_Selected passage_
####

Adjusted net income (loss). We define adjusted net income (loss) as net income (loss), plus loss on commodity derivatives, less gain on commodity derivatives and net settlements on commodity derivatives, each adjusted for tax effect. We believe it is important to consider adjusted net income (loss), as well as net income (loss). We believe this measure often provides more transparency into our operating trends, such as production, prices, operating costs, net settlements from derivatives and related factors, without regard to changes in our net income (loss) from our mark-to-market adjustments resulting from net changes in the fair value of unsettled derivatives. Additionally, other items which are not indicative of future results may be excluded to clearly identify operating trends.

####

_Data shown_

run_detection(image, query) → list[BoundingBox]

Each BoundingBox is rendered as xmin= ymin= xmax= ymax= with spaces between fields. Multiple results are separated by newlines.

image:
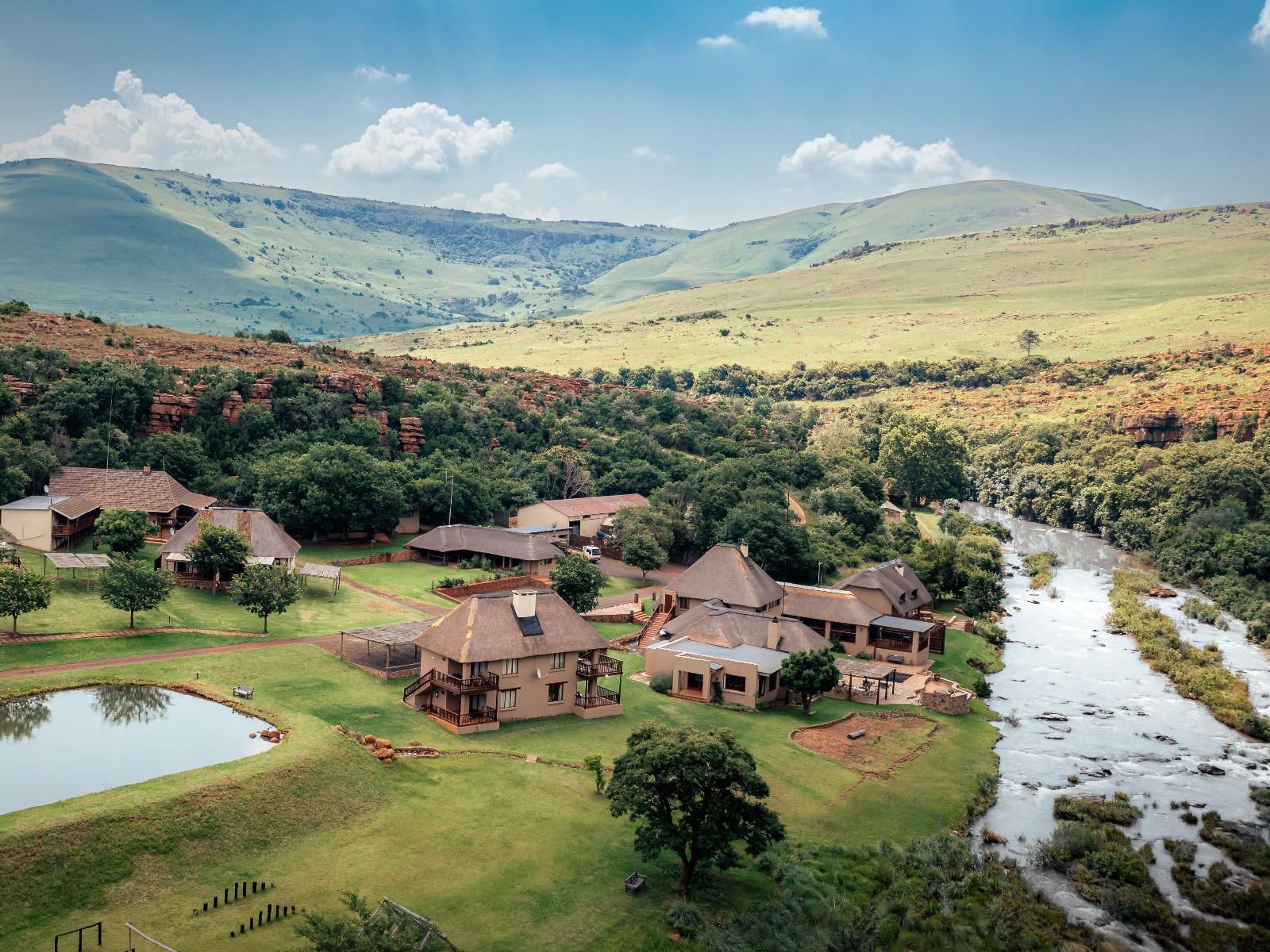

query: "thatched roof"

####

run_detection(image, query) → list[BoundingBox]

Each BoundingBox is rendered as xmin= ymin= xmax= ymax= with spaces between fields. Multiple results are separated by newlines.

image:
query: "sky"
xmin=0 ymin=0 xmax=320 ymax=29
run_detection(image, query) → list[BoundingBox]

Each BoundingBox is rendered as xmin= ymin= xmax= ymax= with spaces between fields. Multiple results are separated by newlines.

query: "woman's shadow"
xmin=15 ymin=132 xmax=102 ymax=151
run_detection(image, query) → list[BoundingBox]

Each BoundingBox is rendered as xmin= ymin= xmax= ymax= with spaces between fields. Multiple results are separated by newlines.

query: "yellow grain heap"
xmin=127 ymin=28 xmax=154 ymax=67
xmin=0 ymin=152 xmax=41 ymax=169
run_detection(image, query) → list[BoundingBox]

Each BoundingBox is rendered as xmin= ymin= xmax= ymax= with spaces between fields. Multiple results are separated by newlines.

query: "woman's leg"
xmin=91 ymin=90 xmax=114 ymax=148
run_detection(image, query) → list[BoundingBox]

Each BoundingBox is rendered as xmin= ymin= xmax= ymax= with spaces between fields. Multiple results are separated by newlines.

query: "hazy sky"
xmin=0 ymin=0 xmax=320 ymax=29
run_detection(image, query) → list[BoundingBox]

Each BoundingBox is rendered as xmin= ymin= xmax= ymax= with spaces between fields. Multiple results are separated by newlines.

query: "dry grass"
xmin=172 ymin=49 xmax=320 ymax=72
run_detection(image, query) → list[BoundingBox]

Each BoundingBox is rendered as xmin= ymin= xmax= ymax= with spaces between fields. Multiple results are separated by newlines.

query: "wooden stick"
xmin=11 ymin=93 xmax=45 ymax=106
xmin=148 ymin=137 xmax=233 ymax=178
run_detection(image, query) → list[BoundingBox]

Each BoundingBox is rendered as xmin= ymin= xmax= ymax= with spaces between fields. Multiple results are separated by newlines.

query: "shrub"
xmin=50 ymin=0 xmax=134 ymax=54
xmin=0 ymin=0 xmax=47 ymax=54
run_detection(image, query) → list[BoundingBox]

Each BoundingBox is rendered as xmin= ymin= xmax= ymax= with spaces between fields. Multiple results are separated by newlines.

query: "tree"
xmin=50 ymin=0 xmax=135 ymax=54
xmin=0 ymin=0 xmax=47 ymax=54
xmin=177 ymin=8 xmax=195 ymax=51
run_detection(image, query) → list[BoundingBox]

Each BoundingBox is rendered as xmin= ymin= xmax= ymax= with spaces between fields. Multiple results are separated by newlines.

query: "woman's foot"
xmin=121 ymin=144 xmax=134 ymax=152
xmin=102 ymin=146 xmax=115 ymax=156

####

_What is asked_
Transcribe the passage on adjusted net income (loss), starting with "Adjusted net income (loss)." and going on through "identify operating trends.".

_Output of the task_
Adjusted net income (loss). We define adjusted net income (loss) as net income (loss), plus loss on commodity derivatives, less gain on commodity derivatives and net settlements on commodity derivatives, each adjusted for tax effect. We believe it is important to consider adjusted net income (loss), as well as net income (loss). We believe this measure often provides more transparency into our operating trends, such as production, prices, operating costs, net settlements from derivatives and related factors, without regard to changes in our net income (loss) from our mark-to-market adjustments resulting from net changes in the fair value of unsettled derivatives. Additionally, other items which are not indicative of future results may be excluded to clearly identify operating trends.